== Source document ==

So how do we recharge as part of that work? What help lifts the fog either of confusion or exhaustion, when we are working hard towards fairness? I found this gem in my inbox this morning and I really liked it.
I truly believe that every person is a divine creator. Independent of your race, gender, culture, social status, education, religious beliefs, or even past mistakes, there is a power within each of us that is common to every human being and we are all connected to it. This invisible consciousness is the quantum field expressing itself in all things. It is both personal and, at the same time, universal. It is the giver of life. This refined mindful energy is conscious enough to support, maintain, protect, and heal us every moment. It keeps our heart beating hundreds of thousands of times per day; creates more than 60 million cells every minute; and organizes hundreds of thousands of chemical reactions in one cell every second, just to name a few. It is also the same intelligence that creates supernovas in distant galaxies, that keeps the planets rotating around the sun, and that loves the lily into bloom.
When we take the time to develop a relationship with this mind, when we make contact with it, when we use it to produce desired events in our future, when we ask it to intervene in our lives and finally, when we emulate by being a creator, when we express its power, love, and intelligence through us, we become more like it-we become divine.
A good first step on this path is to do something that breaks your routine. I have found over the years that when you retreat from the world and eliminate the typical environmental stimuli that cause you to think in routine ways, you can begin the process of true change. In order to change, you have to think greater than your present reality, you have to dream beyond the familiar feelings you’ve memorized that contribute to your identity-self, and you must create a life that exists in a future time.
~from Joe DiSpenza
For some it might be meditation or spiritual service, for others a day or week or more away from the day to day routine. For others it might be just incorporating a daily walk, or refusing to eat a specific restaurant you worry might be engaging in less than ethical practices (but you love their pizza). It’s about, I think, listening inwardly and observing how our eyes see things differently as that practice occurs.
And it’s hard because once the eyes start seeing things differently, man, everything seems like it’s falling apart. This is true for my process at least. Some days all I can see is The Problem-race, class, ablism, sexism, isms abounding, isms everywhere, injustice sitting it’s cruel self down wherever it wants. And yeah, that’s exhausting. Especially because on the internet, I can find about 45 things to be outraged and ill about in an hour if I look hard enough. One of the reasons I find myself frustrated with the internet.

===

| Required work |
In the passage about recharging, list each thing that the power within every person is said to be independent of. The items that come next are from a different source than the passage about recharging.

== Data extract ==

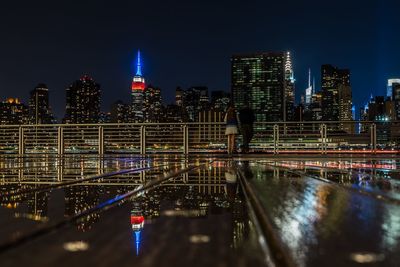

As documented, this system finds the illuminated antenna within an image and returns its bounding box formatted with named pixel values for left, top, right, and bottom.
left=136, top=50, right=142, bottom=76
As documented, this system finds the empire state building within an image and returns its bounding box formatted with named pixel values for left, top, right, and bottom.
left=131, top=51, right=146, bottom=122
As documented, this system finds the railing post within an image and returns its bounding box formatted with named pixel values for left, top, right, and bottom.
left=274, top=124, right=279, bottom=154
left=370, top=123, right=376, bottom=153
left=140, top=126, right=146, bottom=155
left=18, top=126, right=25, bottom=156
left=57, top=126, right=64, bottom=156
left=98, top=126, right=104, bottom=155
left=183, top=124, right=189, bottom=155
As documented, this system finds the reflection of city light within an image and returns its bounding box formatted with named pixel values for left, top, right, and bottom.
left=63, top=241, right=89, bottom=252
left=134, top=230, right=142, bottom=255
left=189, top=235, right=210, bottom=244
left=350, top=252, right=385, bottom=263
left=131, top=215, right=144, bottom=230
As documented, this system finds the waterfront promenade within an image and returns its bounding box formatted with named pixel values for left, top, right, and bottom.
left=0, top=154, right=400, bottom=266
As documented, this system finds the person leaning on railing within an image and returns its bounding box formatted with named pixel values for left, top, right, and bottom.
left=225, top=104, right=239, bottom=154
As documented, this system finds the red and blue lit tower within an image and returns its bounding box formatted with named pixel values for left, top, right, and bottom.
left=131, top=51, right=146, bottom=122
left=132, top=51, right=146, bottom=91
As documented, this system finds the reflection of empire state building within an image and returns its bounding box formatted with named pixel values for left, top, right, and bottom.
left=131, top=51, right=146, bottom=122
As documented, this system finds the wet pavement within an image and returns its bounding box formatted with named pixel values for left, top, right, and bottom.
left=0, top=155, right=400, bottom=267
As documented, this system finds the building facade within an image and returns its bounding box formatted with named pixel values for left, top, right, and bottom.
left=143, top=85, right=162, bottom=122
left=321, top=65, right=352, bottom=121
left=0, top=98, right=28, bottom=125
left=131, top=51, right=146, bottom=122
left=64, top=75, right=101, bottom=123
left=29, top=83, right=54, bottom=124
left=231, top=52, right=294, bottom=121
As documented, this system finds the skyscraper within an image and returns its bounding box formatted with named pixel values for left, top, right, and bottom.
left=231, top=52, right=294, bottom=121
left=110, top=100, right=132, bottom=123
left=392, top=83, right=400, bottom=121
left=304, top=69, right=315, bottom=109
left=386, top=79, right=400, bottom=98
left=321, top=65, right=352, bottom=121
left=0, top=98, right=28, bottom=125
left=64, top=75, right=100, bottom=123
left=29, top=83, right=54, bottom=124
left=283, top=52, right=295, bottom=121
left=131, top=51, right=146, bottom=122
left=143, top=85, right=162, bottom=122
left=177, top=86, right=210, bottom=121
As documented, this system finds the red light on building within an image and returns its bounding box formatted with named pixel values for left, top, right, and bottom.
left=132, top=81, right=146, bottom=90
left=131, top=215, right=144, bottom=225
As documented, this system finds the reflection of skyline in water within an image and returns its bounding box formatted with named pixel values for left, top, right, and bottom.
left=0, top=158, right=400, bottom=266
left=0, top=157, right=248, bottom=252
left=250, top=161, right=400, bottom=266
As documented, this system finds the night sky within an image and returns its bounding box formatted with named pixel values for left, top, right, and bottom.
left=0, top=0, right=400, bottom=119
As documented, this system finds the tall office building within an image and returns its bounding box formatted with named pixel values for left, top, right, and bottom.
left=143, top=85, right=162, bottom=122
left=321, top=65, right=352, bottom=121
left=386, top=78, right=400, bottom=98
left=182, top=86, right=210, bottom=121
left=231, top=52, right=294, bottom=121
left=211, top=90, right=231, bottom=112
left=283, top=52, right=295, bottom=121
left=175, top=86, right=184, bottom=107
left=110, top=100, right=132, bottom=123
left=64, top=75, right=100, bottom=123
left=131, top=51, right=146, bottom=122
left=29, top=83, right=54, bottom=124
left=392, top=83, right=400, bottom=121
left=304, top=69, right=315, bottom=108
left=0, top=98, right=28, bottom=125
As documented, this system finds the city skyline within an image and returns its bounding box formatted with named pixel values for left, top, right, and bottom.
left=0, top=1, right=400, bottom=118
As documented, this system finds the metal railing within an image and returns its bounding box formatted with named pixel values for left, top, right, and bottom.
left=0, top=121, right=400, bottom=155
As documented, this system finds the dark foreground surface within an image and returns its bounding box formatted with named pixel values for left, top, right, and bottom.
left=0, top=156, right=400, bottom=267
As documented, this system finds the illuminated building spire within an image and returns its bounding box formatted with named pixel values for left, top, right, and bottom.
left=312, top=77, right=315, bottom=94
left=136, top=50, right=142, bottom=76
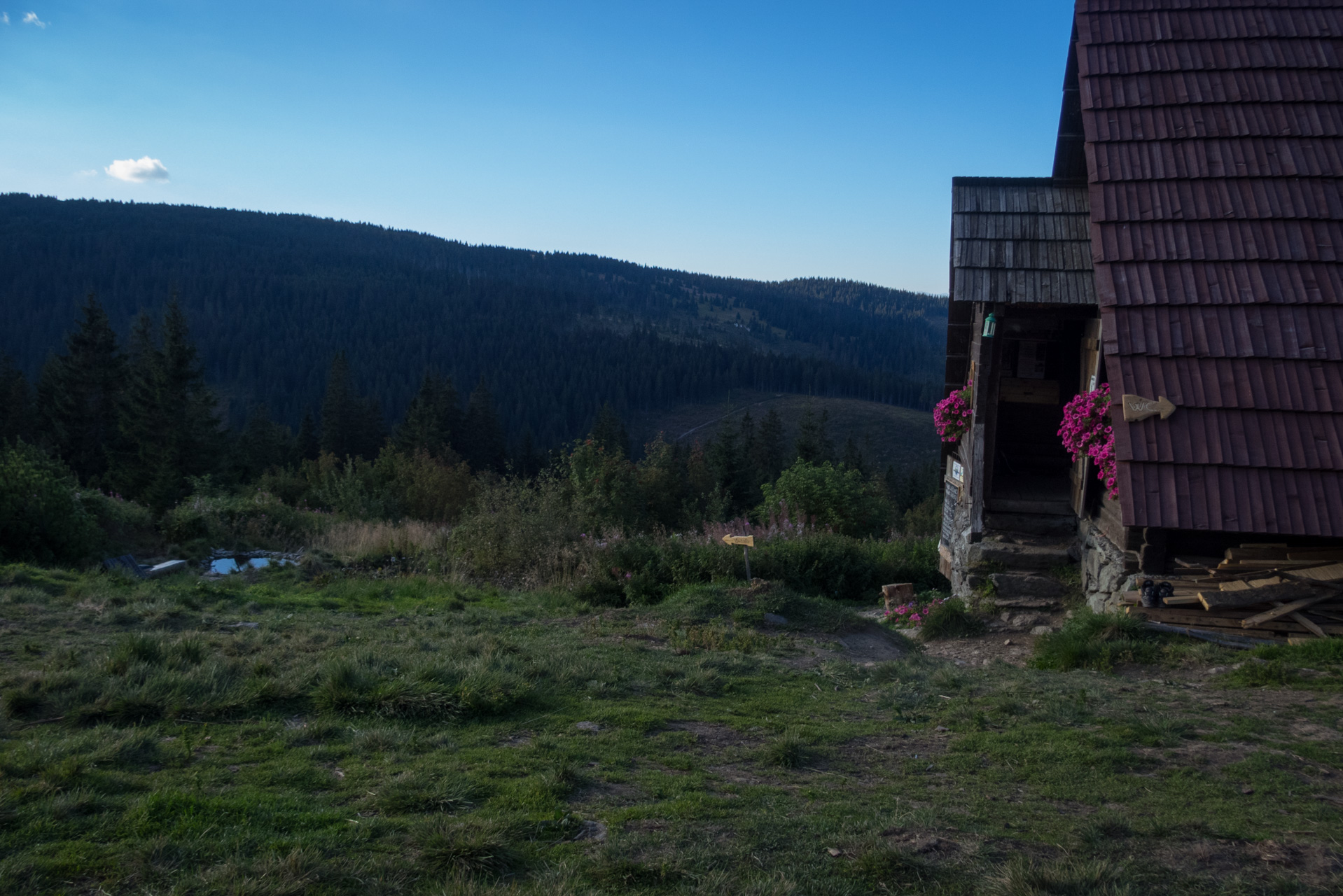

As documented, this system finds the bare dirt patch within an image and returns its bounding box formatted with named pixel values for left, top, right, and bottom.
left=662, top=722, right=760, bottom=752
left=1153, top=839, right=1343, bottom=887
left=926, top=631, right=1036, bottom=668
left=835, top=732, right=951, bottom=766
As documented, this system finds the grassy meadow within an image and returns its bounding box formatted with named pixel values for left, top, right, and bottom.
left=0, top=566, right=1343, bottom=896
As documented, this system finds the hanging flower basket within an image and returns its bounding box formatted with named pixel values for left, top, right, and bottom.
left=932, top=380, right=975, bottom=442
left=1058, top=383, right=1119, bottom=498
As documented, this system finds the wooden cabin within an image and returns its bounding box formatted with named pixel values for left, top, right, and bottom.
left=940, top=0, right=1343, bottom=608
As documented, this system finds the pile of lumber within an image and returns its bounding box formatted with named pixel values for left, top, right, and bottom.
left=1125, top=544, right=1343, bottom=646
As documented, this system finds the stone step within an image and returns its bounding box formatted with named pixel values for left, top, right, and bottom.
left=966, top=539, right=1073, bottom=570
left=984, top=498, right=1076, bottom=516
left=989, top=573, right=1069, bottom=610
left=984, top=513, right=1077, bottom=535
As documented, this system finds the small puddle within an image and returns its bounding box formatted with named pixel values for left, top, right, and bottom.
left=209, top=556, right=297, bottom=575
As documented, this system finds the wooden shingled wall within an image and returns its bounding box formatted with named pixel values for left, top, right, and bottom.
left=951, top=177, right=1096, bottom=305
left=1072, top=0, right=1343, bottom=536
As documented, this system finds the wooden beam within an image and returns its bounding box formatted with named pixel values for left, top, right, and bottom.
left=1198, top=582, right=1334, bottom=610
left=1288, top=612, right=1328, bottom=638
left=1241, top=589, right=1334, bottom=638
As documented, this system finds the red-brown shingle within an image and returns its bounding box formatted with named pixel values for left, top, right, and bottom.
left=1076, top=0, right=1343, bottom=536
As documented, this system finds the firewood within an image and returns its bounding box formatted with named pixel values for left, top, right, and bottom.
left=1241, top=596, right=1328, bottom=638
left=1198, top=582, right=1332, bottom=610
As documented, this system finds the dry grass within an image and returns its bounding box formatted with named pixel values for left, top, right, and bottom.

===

| Finished exercise |
race, gender, culture, social status, education, religious beliefs, past mistakes